Principles of interaction design

October 18, 2010

Hoekman’s guidelines:

  • Justify the functionality (see page 192 of Designing the moment book: Weather widgets on government sites don’t make sense).
  • Use instructive design to get users up to speed
  • Maintain consistency from one screen to the next  (for learnability)
  • Leverage design patterns to make interactions more learnable and repeatable
  • Cater for each stage in the interaction: invitation, manipulation, completion (each needs simple and clear feedback)

Also from his book Designing the moment:

  • Build only what’s absolutely necessary.
  • Quickly turn beginning users into intermediates.
  • Prevent errors whenever possible and handle the errors we cannot prevent gracefully.
  • Reduce and refine interactions and task flows until even the most complicated applications are clear and understandable.
  • Design to support a specific activity.
  • Make constant, incremental improvements to your processes and applications.
  • Ignore the demands of users and stick to a vision. (debatable)

The book About Face 3  is full of useful principles.

  • On innovating: only break convention if doing so adds value.
Laws of simplicity book:
  • Reduce
  • Group
  • Hide
Dan Saffer wrote on how to achieve simplicity:
  • Remove features. The more features you have, the more complexity you have.
  • Hide features. Use menus, tabs, dropdowns, etc. to make features available, but not seen until needed.
  • Organize features. Cluster like features, content, and controls together under a single area (which can be hidden).
  • Tightly align the user’s mental model with the product’s conceptual model. The closer you get, the simpler it will seem.
  • Make every choice visible. Rather than hiding all choices under a dropdown, for instance, show them all.
  • Conversely, hide some choices if there are too many to be reasonably scanned.
  • Reduce choice. Take away customization and limit choices to the most often used.
  • Smart defaults. Have them. Make them visible.
  • Shortcuts. Make shortcuts to the most used actions in the product.
  • Distribute functionality to the right platform. Decide where functionality should logically be located: device, desktop, web. Don’t cram everything onto one platform unless it makes sense to do so.

Functional beauty by  :

  • Usability. Peak performance comes when user goals are met consistently through flawless functionality and error-free interaction. If the product breaks down, it will slow down user productivity and cause frustrating disengagements.
  • Usability. Seamless interaction depends on the quality of the feedback and direction designers are able to incorporate into navigation elements, warning messages, notifications, and the like. If users are left wondering what to do or believing something is not working right, they will no longer enjoy using the product.
  • Familiarity (convention) and ingenuity (innovation). Ingenuity in design is a powerful emotive tool because it engages the user at a deeper level: its novelty excites and its out-of-this-world character converts early adopters into raving fans. Curiosity feeds more positive emotions than familiarity and creates new touch points that resonate with specific user needs.
════════════════════
_WHAT YOU WILL DO:_
(A) Print the part of the interaction design principles from "Principles of interaction design" up to and including "next  (for learnability)", word for word.
(B) Proceed with the interaction design principles from the point where they stop.

_ENTRIES SUPPLIED:_
════════════════════
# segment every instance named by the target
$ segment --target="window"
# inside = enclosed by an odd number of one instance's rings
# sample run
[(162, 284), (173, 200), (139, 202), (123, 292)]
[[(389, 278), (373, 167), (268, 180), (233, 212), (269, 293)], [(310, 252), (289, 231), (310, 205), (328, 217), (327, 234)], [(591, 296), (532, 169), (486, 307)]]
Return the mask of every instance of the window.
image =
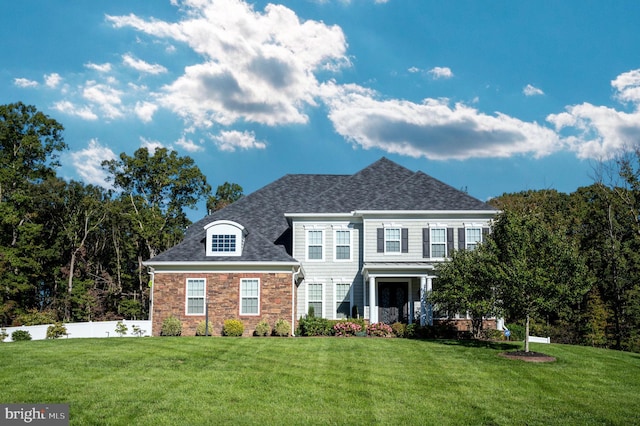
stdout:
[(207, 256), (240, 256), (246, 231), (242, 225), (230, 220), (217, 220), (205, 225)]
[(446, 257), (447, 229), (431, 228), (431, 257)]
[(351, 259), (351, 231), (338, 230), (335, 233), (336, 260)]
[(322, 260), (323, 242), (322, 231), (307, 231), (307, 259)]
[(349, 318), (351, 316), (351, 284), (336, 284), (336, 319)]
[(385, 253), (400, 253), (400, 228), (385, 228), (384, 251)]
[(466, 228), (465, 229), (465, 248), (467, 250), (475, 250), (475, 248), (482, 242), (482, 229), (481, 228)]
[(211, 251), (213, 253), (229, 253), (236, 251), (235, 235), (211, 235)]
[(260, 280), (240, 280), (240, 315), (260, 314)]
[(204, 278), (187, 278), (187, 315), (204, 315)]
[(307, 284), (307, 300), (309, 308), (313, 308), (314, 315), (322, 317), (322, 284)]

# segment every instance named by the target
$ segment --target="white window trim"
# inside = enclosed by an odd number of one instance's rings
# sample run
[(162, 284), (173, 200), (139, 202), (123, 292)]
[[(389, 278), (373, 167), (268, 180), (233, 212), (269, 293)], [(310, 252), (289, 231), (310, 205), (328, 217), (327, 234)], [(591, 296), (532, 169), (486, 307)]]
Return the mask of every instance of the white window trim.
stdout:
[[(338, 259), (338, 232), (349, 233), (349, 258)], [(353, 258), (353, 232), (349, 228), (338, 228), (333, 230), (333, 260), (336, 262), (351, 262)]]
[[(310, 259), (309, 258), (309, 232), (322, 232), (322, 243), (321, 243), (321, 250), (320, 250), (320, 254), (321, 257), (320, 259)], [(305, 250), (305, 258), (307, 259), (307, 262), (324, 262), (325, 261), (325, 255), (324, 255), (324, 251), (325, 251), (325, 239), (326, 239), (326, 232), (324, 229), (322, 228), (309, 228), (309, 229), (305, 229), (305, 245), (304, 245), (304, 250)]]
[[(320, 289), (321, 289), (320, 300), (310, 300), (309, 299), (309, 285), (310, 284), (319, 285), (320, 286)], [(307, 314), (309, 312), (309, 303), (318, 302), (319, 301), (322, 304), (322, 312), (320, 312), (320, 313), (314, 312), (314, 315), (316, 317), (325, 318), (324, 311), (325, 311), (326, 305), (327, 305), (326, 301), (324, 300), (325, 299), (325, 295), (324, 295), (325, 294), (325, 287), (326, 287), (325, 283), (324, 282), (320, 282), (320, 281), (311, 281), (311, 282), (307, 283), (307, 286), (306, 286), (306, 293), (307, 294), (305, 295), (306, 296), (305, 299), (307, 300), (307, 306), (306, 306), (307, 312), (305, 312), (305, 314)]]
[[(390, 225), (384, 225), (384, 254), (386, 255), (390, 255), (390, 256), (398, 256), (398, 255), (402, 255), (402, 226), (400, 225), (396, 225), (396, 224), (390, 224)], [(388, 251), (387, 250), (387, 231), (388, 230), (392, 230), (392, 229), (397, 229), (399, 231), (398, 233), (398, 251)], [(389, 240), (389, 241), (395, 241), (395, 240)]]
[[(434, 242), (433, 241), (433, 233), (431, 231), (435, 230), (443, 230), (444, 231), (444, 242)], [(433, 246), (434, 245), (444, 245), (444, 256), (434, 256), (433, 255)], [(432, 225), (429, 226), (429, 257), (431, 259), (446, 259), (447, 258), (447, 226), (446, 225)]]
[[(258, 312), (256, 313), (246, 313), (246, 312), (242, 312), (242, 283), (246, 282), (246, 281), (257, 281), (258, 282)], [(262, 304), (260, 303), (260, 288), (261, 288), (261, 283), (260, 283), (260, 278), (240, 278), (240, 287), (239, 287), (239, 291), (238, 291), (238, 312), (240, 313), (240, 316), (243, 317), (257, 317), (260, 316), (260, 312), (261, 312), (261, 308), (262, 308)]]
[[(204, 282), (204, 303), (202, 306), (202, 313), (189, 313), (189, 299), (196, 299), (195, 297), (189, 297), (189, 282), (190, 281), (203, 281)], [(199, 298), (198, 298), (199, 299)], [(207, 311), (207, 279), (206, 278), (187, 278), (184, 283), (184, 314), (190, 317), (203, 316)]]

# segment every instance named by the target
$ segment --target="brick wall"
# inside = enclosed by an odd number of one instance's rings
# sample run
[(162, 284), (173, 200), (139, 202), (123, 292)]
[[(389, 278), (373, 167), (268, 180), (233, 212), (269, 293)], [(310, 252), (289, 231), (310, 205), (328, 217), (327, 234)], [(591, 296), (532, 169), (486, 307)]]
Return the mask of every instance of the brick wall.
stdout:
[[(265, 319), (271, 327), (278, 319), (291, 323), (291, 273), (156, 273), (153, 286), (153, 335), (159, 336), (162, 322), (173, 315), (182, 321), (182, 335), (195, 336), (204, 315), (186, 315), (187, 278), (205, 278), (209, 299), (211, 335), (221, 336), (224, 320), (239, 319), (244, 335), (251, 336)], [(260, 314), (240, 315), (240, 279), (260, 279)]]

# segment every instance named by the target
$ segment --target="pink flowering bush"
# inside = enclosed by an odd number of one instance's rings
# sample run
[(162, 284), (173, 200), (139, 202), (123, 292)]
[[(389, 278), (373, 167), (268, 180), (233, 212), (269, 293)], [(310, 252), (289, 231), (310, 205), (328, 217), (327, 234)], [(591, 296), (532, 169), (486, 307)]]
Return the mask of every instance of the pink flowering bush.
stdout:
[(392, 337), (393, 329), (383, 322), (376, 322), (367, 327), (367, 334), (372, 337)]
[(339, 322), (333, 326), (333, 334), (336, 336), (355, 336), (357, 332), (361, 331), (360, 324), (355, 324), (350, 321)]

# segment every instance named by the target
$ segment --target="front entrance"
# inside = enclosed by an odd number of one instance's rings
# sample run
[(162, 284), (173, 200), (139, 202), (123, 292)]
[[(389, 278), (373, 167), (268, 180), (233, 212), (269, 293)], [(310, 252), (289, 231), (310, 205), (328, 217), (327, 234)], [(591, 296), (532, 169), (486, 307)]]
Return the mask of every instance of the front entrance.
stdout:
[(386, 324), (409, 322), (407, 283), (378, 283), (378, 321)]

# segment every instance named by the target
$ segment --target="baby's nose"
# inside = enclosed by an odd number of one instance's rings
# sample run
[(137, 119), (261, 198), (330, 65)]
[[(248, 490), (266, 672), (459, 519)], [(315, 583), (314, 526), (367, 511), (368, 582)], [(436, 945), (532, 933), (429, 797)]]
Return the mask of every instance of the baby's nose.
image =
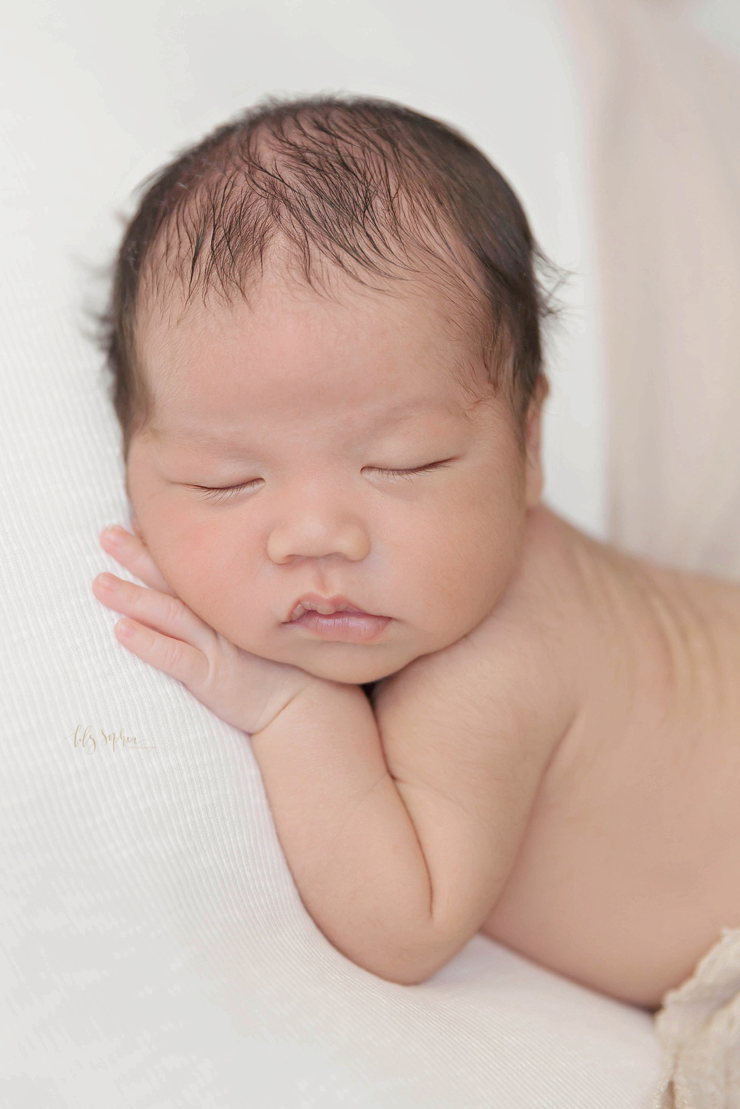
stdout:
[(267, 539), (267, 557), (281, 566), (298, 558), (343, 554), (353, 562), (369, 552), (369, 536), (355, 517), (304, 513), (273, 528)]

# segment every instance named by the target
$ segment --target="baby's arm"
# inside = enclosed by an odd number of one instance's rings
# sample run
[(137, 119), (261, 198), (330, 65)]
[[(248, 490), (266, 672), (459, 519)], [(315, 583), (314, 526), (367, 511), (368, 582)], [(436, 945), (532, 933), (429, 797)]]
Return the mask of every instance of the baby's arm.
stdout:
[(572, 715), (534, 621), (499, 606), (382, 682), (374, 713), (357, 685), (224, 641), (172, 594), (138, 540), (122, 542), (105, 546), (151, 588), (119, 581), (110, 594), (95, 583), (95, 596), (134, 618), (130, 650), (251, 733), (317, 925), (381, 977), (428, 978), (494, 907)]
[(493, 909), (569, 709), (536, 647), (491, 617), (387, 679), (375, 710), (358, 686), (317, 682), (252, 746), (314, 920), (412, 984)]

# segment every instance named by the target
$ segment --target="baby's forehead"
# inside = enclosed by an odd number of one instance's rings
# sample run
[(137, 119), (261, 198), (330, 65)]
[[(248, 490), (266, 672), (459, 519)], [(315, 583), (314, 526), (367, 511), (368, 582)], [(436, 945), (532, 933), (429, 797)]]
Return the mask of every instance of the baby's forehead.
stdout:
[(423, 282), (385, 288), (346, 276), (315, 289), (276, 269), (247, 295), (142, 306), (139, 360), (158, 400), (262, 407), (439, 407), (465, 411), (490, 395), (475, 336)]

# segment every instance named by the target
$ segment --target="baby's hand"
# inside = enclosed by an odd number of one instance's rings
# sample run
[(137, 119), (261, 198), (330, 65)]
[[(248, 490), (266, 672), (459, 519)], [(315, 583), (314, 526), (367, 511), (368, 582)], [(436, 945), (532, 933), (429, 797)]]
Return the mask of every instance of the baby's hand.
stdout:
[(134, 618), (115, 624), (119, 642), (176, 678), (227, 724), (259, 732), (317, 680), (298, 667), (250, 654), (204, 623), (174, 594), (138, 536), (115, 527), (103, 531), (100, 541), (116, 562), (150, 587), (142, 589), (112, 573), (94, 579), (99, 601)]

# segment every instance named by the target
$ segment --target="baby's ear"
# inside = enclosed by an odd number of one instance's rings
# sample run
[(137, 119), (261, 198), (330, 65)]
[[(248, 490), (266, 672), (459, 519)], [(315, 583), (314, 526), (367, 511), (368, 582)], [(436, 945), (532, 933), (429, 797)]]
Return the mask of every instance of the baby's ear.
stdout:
════════════════════
_ANSWERS BY TASK:_
(A)
Principles of interaction design

October 18, 2010

Hoekman’s guidelines:

  • Justify the functionality (see page 192 of Designing the moment book: Weather widgets on government sites don’t make sense).
  • Use instructive design to get users up to speed
  • Maintain consistency from one screen to the next  (for learnability)

(B)
Joshua Porter:
Joshua Kaufman (product designer):
  1. “Simplicity is the ultimate sophistication.” — da Vinci
  2. The best deliverables are prototypes.
  3. Sketching is the most effective design method.
  4. Creativity comes from everywhere.
  5. Design is writing.
  6. Interruption is the enemy of productivity.
  7. Being healthy leads to better work.
  8. A great culture is the byproduct of great behavior.
  9. Design is at the heart of great companies.
  10. Design is never done.
Random laws:
  • Remove stuff till the design breaks.
  • If novices can use it, chances are intermediates and expert users will quickly also find what they’re looking for.
  • Links are for navigation, buttons are for actions
UI specific laws
  • When to use radiobuttons versus dropdowns versus link lists versus …

Usability is highly correlated with NPS. Read more that at
Possible indicators of low usability (to ask users; from one questionnaire: the System Usability Score) :

1. I think that I would like to use this system frequently.   (stickyness)
2. I found the system unnecessarily complex.     (simplicity)
3. I thought the system was easy to use.    (ease of use)
4. I think that I would need the support of a technical person to be able to use this system.     (simplicity)
5. I found the various functions in this system were well integrated.     (navigation?)
6. I thought there was too much inconsistency in this system.     (consistency)
7. I would imagine that most people would learn to use this system very quickly.      (learnability)
8. I found the system very cumbersome to use.      (intuitiveness)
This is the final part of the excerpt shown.